===== Extract provided =====
The following analysis only focuses on Bayesian Update: Easy

Correlations Between Bayesian Update and S-Scores

The overall correlation between mean scores on Bayesian Update and s-scores was 0.44.

Code
bu_dat_e |>
  filter(unique_trial %in% sample(unique(unique_trial), 8)) |>
  summarize(.by = subject_id,
            sscore = first(sscore),
            score = mean(score)) |>
  ggplot(aes(x = score, y = sscore)) +
  geom_point() +
  # chore: italicize "r"
  geom_label(label = paste("r =", (bu_dat_e |>
                                       summarize(.by = subject_id, sscore = first(sscore), score = mean(score)) |> 
                                       drop_na() |>
                                       select(sscore, score) |>
                                       cor() |> 
                                      round(2))[1, 2]),
             x = Inf, y = Inf, hjust = 1, vjust = 1) +
  labs(y = "S-Score", x = "Bayesian Update") +
  guides(x = guide_axis(cap = "both"), y = guide_axis(cap = "both")) +
  theme_classic() +
  theme(aspect.ratio = 1)
===== Dataset extract =====
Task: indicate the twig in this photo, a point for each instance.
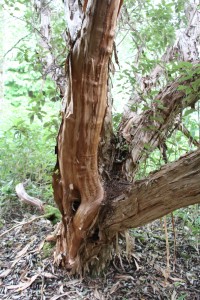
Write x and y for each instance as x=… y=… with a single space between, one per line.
x=24 y=197
x=15 y=45
x=167 y=273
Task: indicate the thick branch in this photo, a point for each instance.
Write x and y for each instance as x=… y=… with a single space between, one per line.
x=148 y=130
x=176 y=185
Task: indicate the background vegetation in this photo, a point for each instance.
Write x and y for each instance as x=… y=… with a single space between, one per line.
x=30 y=102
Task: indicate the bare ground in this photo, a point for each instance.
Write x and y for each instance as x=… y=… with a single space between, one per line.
x=27 y=270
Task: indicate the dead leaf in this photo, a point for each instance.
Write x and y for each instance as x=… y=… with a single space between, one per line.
x=48 y=275
x=59 y=296
x=23 y=251
x=124 y=277
x=137 y=266
x=98 y=295
x=115 y=287
x=173 y=297
x=176 y=279
x=23 y=285
x=5 y=273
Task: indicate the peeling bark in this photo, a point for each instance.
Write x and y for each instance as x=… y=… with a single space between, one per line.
x=91 y=214
x=78 y=189
x=174 y=186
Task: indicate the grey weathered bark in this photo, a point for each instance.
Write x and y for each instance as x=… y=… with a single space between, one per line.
x=149 y=129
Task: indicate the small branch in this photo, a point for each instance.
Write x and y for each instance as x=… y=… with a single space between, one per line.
x=14 y=46
x=24 y=197
x=21 y=224
x=186 y=132
x=174 y=186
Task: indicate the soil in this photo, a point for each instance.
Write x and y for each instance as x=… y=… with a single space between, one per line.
x=137 y=272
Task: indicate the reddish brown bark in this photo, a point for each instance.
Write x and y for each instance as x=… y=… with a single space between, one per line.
x=90 y=216
x=77 y=185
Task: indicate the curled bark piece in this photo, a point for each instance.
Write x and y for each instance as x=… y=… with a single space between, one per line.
x=24 y=197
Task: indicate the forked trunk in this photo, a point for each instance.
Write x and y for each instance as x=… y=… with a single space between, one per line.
x=93 y=211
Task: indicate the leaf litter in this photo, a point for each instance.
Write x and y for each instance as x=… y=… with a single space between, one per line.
x=26 y=274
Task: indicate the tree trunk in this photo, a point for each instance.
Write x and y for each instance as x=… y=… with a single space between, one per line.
x=78 y=189
x=93 y=210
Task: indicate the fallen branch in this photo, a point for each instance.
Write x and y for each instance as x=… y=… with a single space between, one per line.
x=21 y=224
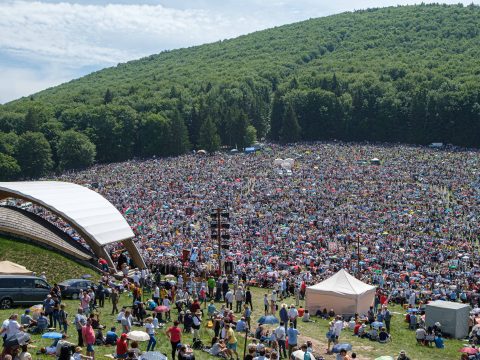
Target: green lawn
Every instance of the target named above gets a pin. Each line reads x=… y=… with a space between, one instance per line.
x=59 y=268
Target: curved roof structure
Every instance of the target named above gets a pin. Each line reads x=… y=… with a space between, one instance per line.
x=93 y=216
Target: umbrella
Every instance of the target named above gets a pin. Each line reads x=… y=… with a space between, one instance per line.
x=268 y=319
x=162 y=308
x=36 y=308
x=339 y=347
x=52 y=335
x=300 y=355
x=469 y=350
x=153 y=355
x=138 y=336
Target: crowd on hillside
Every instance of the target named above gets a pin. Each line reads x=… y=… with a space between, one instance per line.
x=413 y=218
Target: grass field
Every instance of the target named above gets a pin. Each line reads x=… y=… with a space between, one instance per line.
x=59 y=268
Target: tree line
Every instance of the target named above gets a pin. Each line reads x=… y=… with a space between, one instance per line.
x=400 y=74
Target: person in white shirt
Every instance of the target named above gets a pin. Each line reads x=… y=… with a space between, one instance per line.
x=156 y=294
x=293 y=315
x=229 y=299
x=337 y=328
x=150 y=330
x=280 y=335
x=13 y=327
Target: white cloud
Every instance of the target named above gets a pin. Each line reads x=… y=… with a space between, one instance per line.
x=68 y=35
x=17 y=82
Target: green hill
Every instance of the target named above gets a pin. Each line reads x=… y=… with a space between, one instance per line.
x=57 y=267
x=398 y=74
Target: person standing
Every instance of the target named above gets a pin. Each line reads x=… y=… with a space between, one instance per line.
x=62 y=319
x=239 y=295
x=248 y=298
x=150 y=330
x=292 y=335
x=229 y=299
x=127 y=321
x=280 y=335
x=174 y=334
x=101 y=295
x=231 y=341
x=387 y=317
x=88 y=335
x=79 y=321
x=197 y=322
x=114 y=299
x=293 y=315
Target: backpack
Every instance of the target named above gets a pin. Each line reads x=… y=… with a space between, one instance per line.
x=197 y=344
x=65 y=352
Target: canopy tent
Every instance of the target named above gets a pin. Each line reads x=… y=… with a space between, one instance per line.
x=341 y=292
x=452 y=316
x=9 y=268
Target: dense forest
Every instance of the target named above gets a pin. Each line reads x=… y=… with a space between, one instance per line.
x=400 y=74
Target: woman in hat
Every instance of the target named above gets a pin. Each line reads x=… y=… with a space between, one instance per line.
x=122 y=347
x=197 y=321
x=150 y=330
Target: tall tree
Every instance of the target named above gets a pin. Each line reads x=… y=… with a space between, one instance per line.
x=9 y=168
x=34 y=154
x=179 y=143
x=276 y=116
x=209 y=138
x=290 y=129
x=108 y=97
x=75 y=151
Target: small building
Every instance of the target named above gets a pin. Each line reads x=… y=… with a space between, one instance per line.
x=452 y=316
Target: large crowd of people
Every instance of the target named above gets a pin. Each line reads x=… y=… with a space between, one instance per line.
x=407 y=223
x=412 y=219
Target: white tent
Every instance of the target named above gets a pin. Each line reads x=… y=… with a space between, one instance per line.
x=342 y=292
x=451 y=315
x=10 y=268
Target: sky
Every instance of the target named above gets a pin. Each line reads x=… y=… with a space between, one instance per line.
x=44 y=43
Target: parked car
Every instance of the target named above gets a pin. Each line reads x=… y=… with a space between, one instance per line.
x=71 y=288
x=22 y=290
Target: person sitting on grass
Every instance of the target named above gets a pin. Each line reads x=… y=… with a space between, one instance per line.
x=383 y=336
x=420 y=335
x=306 y=317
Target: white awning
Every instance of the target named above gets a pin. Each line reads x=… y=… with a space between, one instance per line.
x=85 y=209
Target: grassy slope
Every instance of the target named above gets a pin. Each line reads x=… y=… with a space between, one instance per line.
x=59 y=268
x=34 y=258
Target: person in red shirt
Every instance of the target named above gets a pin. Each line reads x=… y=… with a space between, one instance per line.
x=355 y=329
x=88 y=335
x=195 y=306
x=174 y=333
x=122 y=347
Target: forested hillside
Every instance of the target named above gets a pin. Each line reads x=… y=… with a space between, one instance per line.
x=400 y=74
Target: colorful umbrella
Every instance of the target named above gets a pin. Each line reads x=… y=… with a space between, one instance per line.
x=52 y=335
x=268 y=319
x=162 y=308
x=138 y=336
x=339 y=347
x=469 y=350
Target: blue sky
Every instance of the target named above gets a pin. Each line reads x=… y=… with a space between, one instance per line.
x=47 y=42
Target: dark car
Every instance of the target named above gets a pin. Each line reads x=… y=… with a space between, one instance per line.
x=71 y=288
x=22 y=290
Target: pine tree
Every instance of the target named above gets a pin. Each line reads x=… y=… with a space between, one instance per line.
x=290 y=131
x=209 y=138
=====
## Stated goal A
Check these statements against the Bayesian Update analysis and mark each yes or no, quoting the words of the text that decide it: (i) The analysis covers only the Easy version of Bayesian Update. (ii) The overall correlation between mean Bayesian Update scores and s-scores was 0.54. (iii) The plot's y axis is labeled "S-Score".
## Stated goal B
Pick up the Bayesian Update analysis after its final line and keep writing.
The rows have no connection to the Bayesian Update analysis.

## Answer A
(i) Yes: "The following analysis only focuses on Bayesian Update: Easy"
(ii) No: "The overall correlation between mean scores on Bayesian Update and s-scores was 0.44."
(iii) Yes: "labs(y = "S-Score", x = "Bayesian Update")"

## Answer B
We randomly selected \(n\) items where \(n \in [1, 8]\) and calculated the correlations between person-level mean scores on those \(n\) items and s-scores, doing 100 replications per \(n\).

Code
bu_cors <- bu_func(bu_dat_e, 1:8, 1:100)
saveRDS(bu_cors, here::here("Data", "Bayesian Update", "bu_cors.rds"))
Code
bu_cors <- readRDS(here::here("Data", "Bayesian Update", "bu_cors.rds"))

bu_cors |>
    summarize(.by = c(n_items),
            across(cor, list(mean = mean,
                             lower = ~ quantile(.x, 0.05, names = FALSE),
                             upper = ~ quantile(.x, 0.95, names = FALSE)))) |>
  ggplot(aes(x = n_items, y = cor_mean)) +
  geom_line(linewidth = 1.5, color = "slategray") +
  geom_ribbon(aes(ymin = cor_lower, ymax = cor_upper),
              alpha = .3, fill = "slategray") +
  scale_x_continuous(breaks = c(1, 3, 6, 8)) +
  scale_y_continuous(breaks = c(.2, .4, .6)) +
  coord_cartesian(ylim = c(.2, .6)) +
  labs(y = "Correlation with S-Score", x = "Number of Items") +
  guides(x = guide_axis(cap = "both"), y = guide_axis(cap = "both")) +
  theme_classic() 

Correlations Between Bayesian Update and S-Score Residuals

We first residualized out the effect of the top five Denominator Neglect items.

Code
dn_topfive <- dn_topitems |>
  pivot_longer(c(conf_item, harm_item),
               names_to = "choice_type", values_to = "item") |>
  filter(rank <= 5) |>
  pull(item)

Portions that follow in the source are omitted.